▸ **原文节选**:
§ §
车辆行驶状态估计(4)中车辆横摆角信息在顺时针转向时存在明显的错误,进行记录输出
- 2023-05-25-aft02.txt
四元数: -0.0020121
0.00115721
-0.000596761
0.999997
欧拉角:3.14039
四元数: -0.00170584
-0.000230032
-0.499041
0.866577
欧拉角:2.09661
四元数:-0.00445314
-0.00242893
-0.87609
0.48212
欧拉角:1.00616
通过在线转换网站进行转换,检查是否一致
3D Rotation Converter
发现和用 Eigen 进行四元数转欧拉角存在很大的差别
在Eigen库中,可以使用Quaternion类来表示四元数,并使用Matrix类来表示欧拉角。下面是将四元数转换为欧拉角的示例代码
#include <iostream>
#include <Eigen/Dense>
int main() {
// 定义四元数
Eigen::Quaterniond quaternion(0.707, 0.0, 0.707, 0.0); // 示例四元数
// 将四元数转换为旋转矩阵
Eigen::Matrix3d rotationMatrix = quaternion.toRotationMatrix();
// 将旋转矩阵转换为欧拉角
Eigen::Vector3d eulerAngles = rotationMatrix.eulerAngles(2, 1, 0); // ZYX顺序的欧拉角,可根据需求调整顺序
// 输出欧拉角
std::cout << "Roll: " << eulerAngles[2] << std::endl;
std::cout << "Pitch: " << eulerAngles[1] << std::endl;
std::cout << "Yaw: " << eulerAngles[0] << std::endl;
return 0;
}
在上述代码中,使用Quaterniond类创建了一个四元数对象,然后使用toRotationMatrix()函数将其转换为旋转矩阵。最后,使用eulerAngles()函数将旋转矩阵转换为欧拉角,其中参数2、1、0表示按照Z轴、Y轴、X轴的顺序进行转换,即ZYX顺序的欧拉角
四元数和欧拉角互相转换
static void toEulerAngle(const Quaterniond& q, double& roll, double& pitch, double& yaw)
{
// roll (x-axis rotation)
double sinr_cosp = +2.0 * (q.w() * q.x() + q.y() * q.z());
double cosr_cosp = +1.0 - 2.0 * (q.x() * q.x() + q.y() * q.y());
roll = atan2(sinr_cosp, cosr_cosp);
// pitch (y-axis rotation)
double sinp = +2.0 * (q.w() * q.y() - q.z() * q.x());
if (fabs(sinp) >= 1)
pitch = copysign(M_PI / 2, sinp); // use 90 degrees if out of range
else
pitch = asin(sinp);
// yaw (z-axis rotation)
§ §
▸ **给定题目**: 从关于四元数转欧拉角的原文节选中，抄录“double sinr_cosp = +2.0”与“(fabs(sinp) >= 1)”之间的文字，首尾两处均包括在内。 这些数据与上面关于四元数转欧拉角的原文节选毫无关系。

▸ **数据**:
§ §
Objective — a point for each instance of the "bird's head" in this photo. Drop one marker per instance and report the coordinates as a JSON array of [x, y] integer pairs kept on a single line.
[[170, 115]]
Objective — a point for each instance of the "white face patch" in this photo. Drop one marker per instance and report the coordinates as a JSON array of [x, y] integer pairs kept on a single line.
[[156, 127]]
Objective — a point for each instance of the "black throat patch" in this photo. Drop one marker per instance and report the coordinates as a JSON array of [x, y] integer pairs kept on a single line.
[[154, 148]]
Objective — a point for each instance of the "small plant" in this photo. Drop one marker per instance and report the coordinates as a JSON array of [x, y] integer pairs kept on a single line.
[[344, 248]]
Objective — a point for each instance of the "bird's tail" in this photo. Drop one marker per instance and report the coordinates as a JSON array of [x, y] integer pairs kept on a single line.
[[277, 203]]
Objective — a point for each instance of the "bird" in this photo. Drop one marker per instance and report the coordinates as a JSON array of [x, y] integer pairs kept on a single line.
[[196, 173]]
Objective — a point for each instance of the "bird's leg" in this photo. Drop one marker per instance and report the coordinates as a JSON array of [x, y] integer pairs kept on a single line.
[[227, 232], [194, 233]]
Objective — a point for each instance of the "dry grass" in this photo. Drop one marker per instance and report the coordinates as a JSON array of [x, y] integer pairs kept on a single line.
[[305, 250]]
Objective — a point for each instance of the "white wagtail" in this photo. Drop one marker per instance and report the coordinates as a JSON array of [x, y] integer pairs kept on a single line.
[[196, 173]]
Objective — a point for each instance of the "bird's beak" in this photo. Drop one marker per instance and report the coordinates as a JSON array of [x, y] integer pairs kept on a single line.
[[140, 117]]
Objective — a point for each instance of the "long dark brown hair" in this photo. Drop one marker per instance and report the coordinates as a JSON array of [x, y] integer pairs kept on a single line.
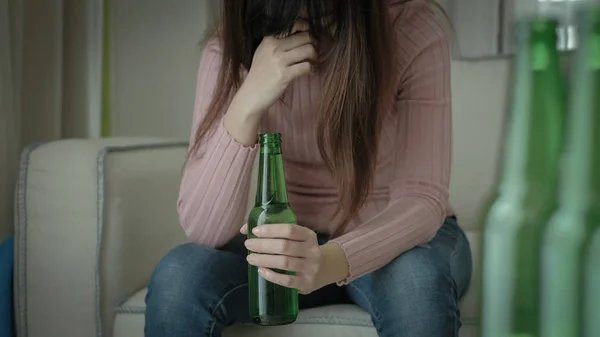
§ §
▸ **任务回答**:
double sinr_cosp = +2.0 * (q.w() * q.x() + q.y() * q.z());
double cosr_cosp = +1.0 - 2.0 * (q.x() * q.x() + q.y() * q.y());
roll = atan2(sinr_cosp, cosr_cosp);
// pitch (y-axis rotation)
double sinp = +2.0 * (q.w() * q.y() - q.z() * q.x());
if (fabs(sinp) >= 1)